### 练习目标:
列出下方清单中含有字符串“evergreen”的每一行，按原样照抄。

[物体点位标注]
+ + + +

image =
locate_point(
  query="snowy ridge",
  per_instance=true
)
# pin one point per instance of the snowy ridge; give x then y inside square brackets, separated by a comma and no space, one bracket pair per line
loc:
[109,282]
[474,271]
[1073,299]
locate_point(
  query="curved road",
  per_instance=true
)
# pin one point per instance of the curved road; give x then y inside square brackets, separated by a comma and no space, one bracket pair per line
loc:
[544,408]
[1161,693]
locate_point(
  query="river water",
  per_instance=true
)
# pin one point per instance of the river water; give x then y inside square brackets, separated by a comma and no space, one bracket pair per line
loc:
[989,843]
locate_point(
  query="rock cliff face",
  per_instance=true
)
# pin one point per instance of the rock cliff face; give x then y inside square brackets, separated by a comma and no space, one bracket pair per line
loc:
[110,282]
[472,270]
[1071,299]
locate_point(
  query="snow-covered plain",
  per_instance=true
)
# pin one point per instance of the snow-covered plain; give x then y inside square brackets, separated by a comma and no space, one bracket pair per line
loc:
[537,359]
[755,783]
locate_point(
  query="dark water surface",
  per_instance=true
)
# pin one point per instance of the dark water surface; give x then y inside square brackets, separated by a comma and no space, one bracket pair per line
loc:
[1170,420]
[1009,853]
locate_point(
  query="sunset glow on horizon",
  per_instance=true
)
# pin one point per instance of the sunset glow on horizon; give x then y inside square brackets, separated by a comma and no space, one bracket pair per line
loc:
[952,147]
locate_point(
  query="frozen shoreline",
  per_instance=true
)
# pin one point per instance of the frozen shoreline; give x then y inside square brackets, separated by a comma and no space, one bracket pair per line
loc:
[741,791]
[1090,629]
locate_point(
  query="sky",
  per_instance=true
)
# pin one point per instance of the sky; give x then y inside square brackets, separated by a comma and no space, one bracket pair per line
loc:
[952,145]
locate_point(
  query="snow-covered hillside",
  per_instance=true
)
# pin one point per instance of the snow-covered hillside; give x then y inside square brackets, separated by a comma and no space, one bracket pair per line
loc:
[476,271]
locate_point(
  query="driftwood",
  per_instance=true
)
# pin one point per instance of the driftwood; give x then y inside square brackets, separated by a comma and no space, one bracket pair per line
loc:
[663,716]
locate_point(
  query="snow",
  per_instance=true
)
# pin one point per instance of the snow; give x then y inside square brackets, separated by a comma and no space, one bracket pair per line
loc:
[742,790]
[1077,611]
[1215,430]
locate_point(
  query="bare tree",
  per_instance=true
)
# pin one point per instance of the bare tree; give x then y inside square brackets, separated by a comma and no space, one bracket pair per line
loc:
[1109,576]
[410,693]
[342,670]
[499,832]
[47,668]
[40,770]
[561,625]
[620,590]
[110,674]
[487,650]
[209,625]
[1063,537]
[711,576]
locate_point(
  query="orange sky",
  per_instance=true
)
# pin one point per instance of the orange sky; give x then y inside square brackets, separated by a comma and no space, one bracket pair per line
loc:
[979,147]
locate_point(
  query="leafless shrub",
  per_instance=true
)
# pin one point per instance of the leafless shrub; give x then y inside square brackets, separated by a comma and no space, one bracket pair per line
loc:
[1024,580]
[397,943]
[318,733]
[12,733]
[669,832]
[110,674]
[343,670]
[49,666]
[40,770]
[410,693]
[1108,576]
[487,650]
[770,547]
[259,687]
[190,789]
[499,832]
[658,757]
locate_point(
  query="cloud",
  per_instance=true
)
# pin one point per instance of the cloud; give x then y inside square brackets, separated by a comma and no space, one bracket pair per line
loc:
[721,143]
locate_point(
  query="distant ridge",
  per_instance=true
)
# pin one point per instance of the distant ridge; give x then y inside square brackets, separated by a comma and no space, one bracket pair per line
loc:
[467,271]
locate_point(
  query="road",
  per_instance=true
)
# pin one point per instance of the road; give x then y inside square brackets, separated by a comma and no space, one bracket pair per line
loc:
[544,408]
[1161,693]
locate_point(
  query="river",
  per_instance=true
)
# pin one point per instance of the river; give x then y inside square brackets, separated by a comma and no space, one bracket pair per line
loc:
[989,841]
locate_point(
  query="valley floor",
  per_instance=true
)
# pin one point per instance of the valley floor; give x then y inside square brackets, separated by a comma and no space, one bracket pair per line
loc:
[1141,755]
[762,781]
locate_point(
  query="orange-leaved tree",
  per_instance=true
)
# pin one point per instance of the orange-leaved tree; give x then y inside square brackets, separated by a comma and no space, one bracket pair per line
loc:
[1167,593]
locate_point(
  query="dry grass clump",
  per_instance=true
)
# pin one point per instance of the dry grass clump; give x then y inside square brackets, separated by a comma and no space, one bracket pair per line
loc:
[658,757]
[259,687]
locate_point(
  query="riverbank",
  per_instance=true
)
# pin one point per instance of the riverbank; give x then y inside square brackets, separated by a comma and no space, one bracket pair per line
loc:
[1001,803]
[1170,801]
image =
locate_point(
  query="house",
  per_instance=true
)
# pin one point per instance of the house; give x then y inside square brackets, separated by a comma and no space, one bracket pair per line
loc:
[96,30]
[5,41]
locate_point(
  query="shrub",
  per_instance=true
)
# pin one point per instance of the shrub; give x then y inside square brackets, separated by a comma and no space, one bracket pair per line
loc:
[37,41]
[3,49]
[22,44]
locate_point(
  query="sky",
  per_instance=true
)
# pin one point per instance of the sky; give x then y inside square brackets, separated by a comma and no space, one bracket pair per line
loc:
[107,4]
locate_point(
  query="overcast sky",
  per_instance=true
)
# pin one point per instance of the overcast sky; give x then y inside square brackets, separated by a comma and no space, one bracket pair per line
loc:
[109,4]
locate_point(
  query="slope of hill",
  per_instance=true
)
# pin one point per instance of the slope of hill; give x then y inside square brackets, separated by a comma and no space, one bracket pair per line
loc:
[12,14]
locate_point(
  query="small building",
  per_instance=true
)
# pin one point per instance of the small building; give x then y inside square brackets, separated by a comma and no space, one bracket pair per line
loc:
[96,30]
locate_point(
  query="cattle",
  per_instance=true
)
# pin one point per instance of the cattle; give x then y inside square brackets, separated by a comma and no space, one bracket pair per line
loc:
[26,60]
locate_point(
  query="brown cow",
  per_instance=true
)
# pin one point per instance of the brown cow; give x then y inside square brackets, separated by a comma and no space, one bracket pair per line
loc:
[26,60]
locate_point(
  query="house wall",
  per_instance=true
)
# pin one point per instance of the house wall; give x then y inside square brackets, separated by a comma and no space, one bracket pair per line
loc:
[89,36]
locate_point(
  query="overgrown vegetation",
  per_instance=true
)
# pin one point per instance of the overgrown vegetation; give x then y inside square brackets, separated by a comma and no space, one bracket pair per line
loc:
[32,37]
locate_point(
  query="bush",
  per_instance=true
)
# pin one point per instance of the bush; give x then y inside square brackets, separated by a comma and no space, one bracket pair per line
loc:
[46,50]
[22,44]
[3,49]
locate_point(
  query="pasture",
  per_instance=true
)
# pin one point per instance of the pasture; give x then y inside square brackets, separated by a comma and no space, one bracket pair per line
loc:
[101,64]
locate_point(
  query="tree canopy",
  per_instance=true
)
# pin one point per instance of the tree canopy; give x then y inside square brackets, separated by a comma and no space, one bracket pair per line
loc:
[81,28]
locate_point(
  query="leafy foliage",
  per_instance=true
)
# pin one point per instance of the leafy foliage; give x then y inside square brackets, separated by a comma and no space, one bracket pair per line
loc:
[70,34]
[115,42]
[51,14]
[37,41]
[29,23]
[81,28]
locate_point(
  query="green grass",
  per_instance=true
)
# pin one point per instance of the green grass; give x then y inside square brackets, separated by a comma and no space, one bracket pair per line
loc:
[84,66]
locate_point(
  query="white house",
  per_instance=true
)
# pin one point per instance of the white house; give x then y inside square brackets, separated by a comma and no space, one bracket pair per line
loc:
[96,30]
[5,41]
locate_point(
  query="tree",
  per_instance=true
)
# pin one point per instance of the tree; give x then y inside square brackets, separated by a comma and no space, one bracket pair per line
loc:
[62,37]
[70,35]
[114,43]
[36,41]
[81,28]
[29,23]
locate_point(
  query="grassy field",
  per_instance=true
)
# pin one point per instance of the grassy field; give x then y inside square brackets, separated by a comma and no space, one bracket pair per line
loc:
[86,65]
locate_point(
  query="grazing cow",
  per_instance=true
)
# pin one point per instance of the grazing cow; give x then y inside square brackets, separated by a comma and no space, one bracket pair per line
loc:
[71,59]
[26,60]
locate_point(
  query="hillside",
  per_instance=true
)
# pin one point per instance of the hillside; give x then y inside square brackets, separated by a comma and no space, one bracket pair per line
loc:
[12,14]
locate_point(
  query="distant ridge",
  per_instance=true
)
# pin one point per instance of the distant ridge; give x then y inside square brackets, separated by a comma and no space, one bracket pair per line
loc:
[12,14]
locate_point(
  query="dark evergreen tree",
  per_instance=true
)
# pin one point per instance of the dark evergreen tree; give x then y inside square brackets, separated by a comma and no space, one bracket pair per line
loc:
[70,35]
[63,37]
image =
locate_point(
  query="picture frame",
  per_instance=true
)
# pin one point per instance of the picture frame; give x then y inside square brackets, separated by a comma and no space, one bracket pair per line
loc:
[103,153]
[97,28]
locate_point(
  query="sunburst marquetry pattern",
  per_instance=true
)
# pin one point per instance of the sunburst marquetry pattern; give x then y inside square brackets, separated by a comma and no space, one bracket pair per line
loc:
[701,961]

+ + + +

### 书面回答:
  query="dark evergreen tree",
# pin one point per instance of the dark evergreen tree; give x then y inside square brackets, separated by a comma and no space, one bracket pair per line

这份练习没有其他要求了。